● **Bacaan**:
-------------------------
Festival Bajo Wakatobi 2025: Tradisi, Laut, dan Harapan Ekowisata Berkelanjutan

Eka Putri Puisi, telisik indonesia
Sabtu, 23 Agustus 2025
0 dilihat
Festival Bajo Wakatobi 2025: Tradisi, Laut, dan Harapan Ekowisata Berkelanjutan
Festival Budaya Bajo Wakatobi menampilkan parade perahu, serta pagelaran tari tradisional seperti Duata, Palilibuang, Dadayah, dan Kaka. Pasar apung juga menjadi daya tarik. Foto: Ist.

" Sejarah, Tradisi, dan Identitas Bajo "

WAKATOBI, TELISIK.ID - Langit Wakatobi pada pertengahan Agustus berwarna biru pekat. Dari kejauhan, deretan perahu tampak berlayar perlahan, membawa wajah-wajah Bajo yang sejak ratusan tahun lalu hidup di atas laut.

Festival Bajo 2025 bukan sekadar pesta, melainkan panggung di mana manusia laut merayakan identitasnya. Dentuman gong dan ritme gendang memandu tarian yang lahir dari gelombang, sementara anak-anak Bajo melompat dari perahu, menari dengan air. Semua terasa seperti undangan: mari masuk ke dunia mereka, dunia yang tidak pernah lepas dari laut.

Festival Budaya Bajo Wakatobi, meski baru dimulai pada 2024, segera menjelma sebagai perayaan tahunan yang ditunggu-tunggu. Menurut Surni, dosen sekaligus ketua Perkumpulan Suku Sama Bajo Wakatobi, festival ini berawal dari kerja sama antara masyarakat Bajo dengan Kementerian Kebudayaan Republik Indonesia.

Tujuan awalnya jelas: melestarikan tradisi yang hampir punah, memperkuat identitas Bajo sebagai pelaut tangguh, dan tentu saja meningkatkan pariwisata Wakatobi yang sudah masuk dalam daftar 10 Top Destinasi Pariwisata Nasional.

Namun maknanya jauh lebih dalam. Festival ini adalah ruang refleksi kolektif: tentang kebanggaan, persaudaraan, dan janji menjaga laut. Prosesi simbolik seperti penandatanganan miniatur dayung menjadi pengingat bahwa laut bukan hanya sumber hidup, melainkan juga warisan yang wajib dijaga untuk anak cucu.

Keterikatan orang Bajo dengan laut bukan cerita baru. Sejumlah penelitian etnografi mencatat bagaimana pamali, aturan adat, dan ritual Bajo menuntun mereka berinteraksi dengan ekosistem laut. Nilai-nilai itu diwariskan lintas generasi, menjaga keseimbangan alam tanpa harus dituliskan dalam buku.

Marlina et al. (2020) bahkan menegaskan bahwa kearifan lokal Bajo Mola menjadi dasar pengelolaan ekowisata berkelanjutan. Karena itu, apa yang dipentaskan di panggung festival bukan sekadar hiburan, melainkan cermin filosofi hidup: menjaga laut sama dengan menjaga kehidupan.
-------------------------
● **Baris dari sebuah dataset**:
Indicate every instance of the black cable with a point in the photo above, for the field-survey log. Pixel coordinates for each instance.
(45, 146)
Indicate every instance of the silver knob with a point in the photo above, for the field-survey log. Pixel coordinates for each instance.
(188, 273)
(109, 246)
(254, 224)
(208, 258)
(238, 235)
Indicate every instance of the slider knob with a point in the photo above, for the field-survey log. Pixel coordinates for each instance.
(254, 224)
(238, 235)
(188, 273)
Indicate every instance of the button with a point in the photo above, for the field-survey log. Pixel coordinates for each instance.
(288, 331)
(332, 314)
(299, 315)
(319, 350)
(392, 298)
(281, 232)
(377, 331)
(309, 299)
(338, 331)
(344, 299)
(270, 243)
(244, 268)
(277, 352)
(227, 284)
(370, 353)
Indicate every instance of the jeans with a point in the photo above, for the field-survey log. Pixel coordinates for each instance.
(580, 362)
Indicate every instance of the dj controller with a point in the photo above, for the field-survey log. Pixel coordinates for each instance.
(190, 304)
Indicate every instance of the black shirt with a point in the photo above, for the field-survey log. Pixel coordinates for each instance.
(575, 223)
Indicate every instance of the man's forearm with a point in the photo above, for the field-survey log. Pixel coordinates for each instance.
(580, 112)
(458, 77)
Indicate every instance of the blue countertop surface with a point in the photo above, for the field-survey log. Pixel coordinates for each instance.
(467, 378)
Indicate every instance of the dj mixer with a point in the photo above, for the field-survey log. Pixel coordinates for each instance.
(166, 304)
-------------------------
● **Tugas Anda**:
**a.** Sebutkan semua tari tradisional yang disebut dalam bacaan tentang Festival Bajo Wakatobi.
**b.** Lanjutkan bacaan tentang Festival Bajo Wakatobi mulai dari kalimat terakhirnya.

● **Kunci Jawaban**:
**a.** Duata, Palilibuang, Dadayah, dan Kaka.

**b.**
Rangkaian Acara, Peran Masyarakat, dan Dampak

Festival Budaya Bajo Wakatobi tidak hanya menampilkan parade perahu. Rangkaian acaranya luas, mencakup seni, kuliner, perlombaan, hingga seminar. Pada 2024, acara meliputi workshop kuliner, lomba memasak makanan khas Bajo, pameran kuliner, serta pagelaran tari tradisional seperti Duata, Palilibuang, Dadayah, dan Kaka. Anak-anak sekolah dasar hingga SMA ikut serta, menjadikan festival sebagai ruang regenerasi budaya.

Festival Budaya Bajo Wakatobi menampilkan parade perahu, serta pagelaran tari tradisional seperti Duata, Palilibuang, Dadayah, dan Kaka. Pasar apung juga menjadi daya tarik. Foto: Ist.

 

Selain itu, ada lomba ikiko, liligo, dan sibalasan uya sama—permainan tradisional yang diwariskan nenek moyang. Karnaval dinda sama (kostum tradisional), olahraga dayung, hingga pasar apung juga menjadi daya tarik.

Festival ini bahkan melibatkan seminar pemberdayaan perempuan Bajo, sejalan dengan tradisi Mamia Kadilao, yakni perempuan Bajo yang turun melaut mencari nafkah dan masih bertahan hingga hari ini.

Dengan menampilkan peran perempuan, festival menegaskan bahwa identitas Bajo tidak hanya bertumpu pada laki-laki pelaut, tetapi juga pada perempuan yang menjadi penopang ekonomi keluarga sekaligus penjaga nilai-nilai budaya.

Baca Juga: Festival Bajo Wakatobi Tahun 2025 Resmi Dimulai hingga 21 Agustus

Memasuki 2025, festival semakin berkembang dengan parade 200 perahu dan atraksi besar lain. Festival Budaya Bajo Wakatobi 2025 resmi dilaksanakan pada tanggal 20–21 Agustus 2025, menegaskan posisinya sebagai perayaan tahunan masyarakat pesisir.

Semua prosesi ini tidak hanya menyajikan tontonan, melainkan menegaskan identitas Bajo sebagai pelaut tangguh. Rangkaian acara tersebut memperlihatkan bagaimana budaya bahari dapat dikemas menjadi atraksi wisata yang menarik, tanpa kehilangan makna filosofisnya.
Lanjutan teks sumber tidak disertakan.